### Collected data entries
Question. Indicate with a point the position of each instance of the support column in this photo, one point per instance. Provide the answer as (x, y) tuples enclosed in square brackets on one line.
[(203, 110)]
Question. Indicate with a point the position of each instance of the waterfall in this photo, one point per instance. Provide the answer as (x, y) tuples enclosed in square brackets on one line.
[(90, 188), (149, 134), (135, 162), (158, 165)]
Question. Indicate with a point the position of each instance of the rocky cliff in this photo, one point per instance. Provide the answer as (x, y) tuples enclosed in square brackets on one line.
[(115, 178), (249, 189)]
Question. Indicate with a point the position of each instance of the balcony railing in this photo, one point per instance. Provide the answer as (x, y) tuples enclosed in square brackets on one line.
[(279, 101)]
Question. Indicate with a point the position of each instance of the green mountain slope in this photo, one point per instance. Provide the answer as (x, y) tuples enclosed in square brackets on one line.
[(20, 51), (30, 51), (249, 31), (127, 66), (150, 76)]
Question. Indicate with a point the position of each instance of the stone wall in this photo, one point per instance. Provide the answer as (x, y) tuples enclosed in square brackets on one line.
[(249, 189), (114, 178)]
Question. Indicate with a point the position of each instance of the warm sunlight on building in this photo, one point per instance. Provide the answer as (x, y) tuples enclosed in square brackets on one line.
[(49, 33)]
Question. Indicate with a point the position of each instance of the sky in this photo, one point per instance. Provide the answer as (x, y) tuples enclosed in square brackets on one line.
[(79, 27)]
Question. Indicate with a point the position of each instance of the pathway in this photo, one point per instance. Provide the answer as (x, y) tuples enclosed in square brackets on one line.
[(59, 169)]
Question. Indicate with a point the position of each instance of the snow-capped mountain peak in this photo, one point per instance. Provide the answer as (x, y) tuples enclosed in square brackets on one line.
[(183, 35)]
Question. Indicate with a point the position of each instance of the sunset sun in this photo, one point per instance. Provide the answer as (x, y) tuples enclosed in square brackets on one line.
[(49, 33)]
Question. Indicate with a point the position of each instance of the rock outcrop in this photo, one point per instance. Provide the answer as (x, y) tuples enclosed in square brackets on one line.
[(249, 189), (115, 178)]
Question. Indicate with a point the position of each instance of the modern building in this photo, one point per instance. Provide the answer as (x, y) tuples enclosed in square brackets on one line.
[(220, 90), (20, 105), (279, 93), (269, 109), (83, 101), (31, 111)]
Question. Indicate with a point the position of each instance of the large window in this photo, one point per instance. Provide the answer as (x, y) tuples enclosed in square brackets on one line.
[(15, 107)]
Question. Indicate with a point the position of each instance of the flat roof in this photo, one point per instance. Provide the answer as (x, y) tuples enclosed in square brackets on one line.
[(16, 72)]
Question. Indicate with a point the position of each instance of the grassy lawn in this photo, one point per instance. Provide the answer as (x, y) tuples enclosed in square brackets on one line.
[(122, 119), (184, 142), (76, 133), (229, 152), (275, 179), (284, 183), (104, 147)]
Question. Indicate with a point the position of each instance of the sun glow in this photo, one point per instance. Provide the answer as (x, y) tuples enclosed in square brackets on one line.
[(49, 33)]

### Problem to solve
Go through the entries and repeat each one exactly.

### Expected answer
Question. Indicate with a point the position of each instance of the support column in this photo, one point per instance. Provide the answer as (x, y) tuples enclosed in square brackets on one line.
[(203, 110)]
Question. Indicate with a point the position of each instance of the waterfall in this photo, one point per instance. Provide the answer as (x, y) tuples enclosed in square brackets on one line.
[(90, 188), (149, 134), (135, 162), (158, 165)]
Question. Indicate with a point the position of each instance of the rocky cliff in this photo, one point per instance. Provide the answer as (x, y) tuples enclosed in square brackets on one line.
[(115, 178), (249, 189)]
Question. Indicate with a point the position of each instance of the balcony railing in this photo, one point per instance. Provide the answer as (x, y) tuples enclosed in square brackets on one line.
[(279, 101)]
Question. Indicate with a point the position of each instance of the green mountain slope in this photo, one point per instance. Provide the answer as (x, y) tuples enclosed in square brackets on one line.
[(20, 51), (30, 51), (249, 31), (127, 66), (150, 76)]
Question. Indicate with a point the position of each instance of the stone wall in this photo, one point per instance. Provide the answer as (x, y) tuples enclosed in square brackets on one line.
[(249, 189), (114, 178)]
Question. Indicate with a point the position of each instance of the warm sunlight on building in this photo, one point per instance. Provide the answer as (x, y) tuples enclosed in square brackets on one line.
[(49, 33)]
Question. Indicate with a point the position of each instance of the sky in this photo, one point per instance. Provide the answer as (x, y) tuples enclosed in square brackets on one line.
[(79, 27)]
Question. Indicate with a point the position of each instance of the pathway in this photo, one point per instance. Provide the answer as (x, y) tuples enclosed in square brackets on one line.
[(59, 169)]
Question. Indicate with a point the position of each instance of the snow-capped mountain peak in this photo, one point per instance. Provide the answer as (x, y) tuples enclosed in square brackets on one line.
[(183, 35)]
Question. Indicate with a point the position of each instance of the sunset sun in this photo, one point per instance. Provide the answer as (x, y) tuples enclosed in square brackets on one line.
[(49, 33)]
Question. Indicate with a point the position of each instance of the rock outcrop in this photo, one point per instance. Provide the answer as (x, y) tuples enclosed in square brackets on one line.
[(249, 189), (115, 178)]
Question. Indicate with a point the position of each instance of the modern building in this photo, one point per instance. Provide the answer as (x, y) tuples enclosed in square brackets on one line.
[(220, 90), (20, 105), (279, 93), (269, 109), (83, 101), (31, 111)]
Question. Indicate with a point the position of each instance of the large window in this photo, one point per instance. Provide the answer as (x, y) tuples enclosed in square brackets on one line.
[(15, 107)]
Question. Indicate with a point the position of each instance of the flat roof in this photo, one point per instance. Provide the answer as (x, y) tuples enclosed in square brackets on one line.
[(16, 72)]
Question. Indicate with a point the position of each instance of the grassy lawn in this photo, one point per instance. Provide the answer as (x, y) tuples enclosed in square brackets on one line.
[(122, 119), (184, 142), (76, 133), (229, 152), (275, 179), (284, 183), (104, 147)]
Question. Indicate with a point the position of each instance of the sun glow in this photo, one point per instance. Provide the answer as (x, y) tuples enclosed in square brackets on one line.
[(49, 33)]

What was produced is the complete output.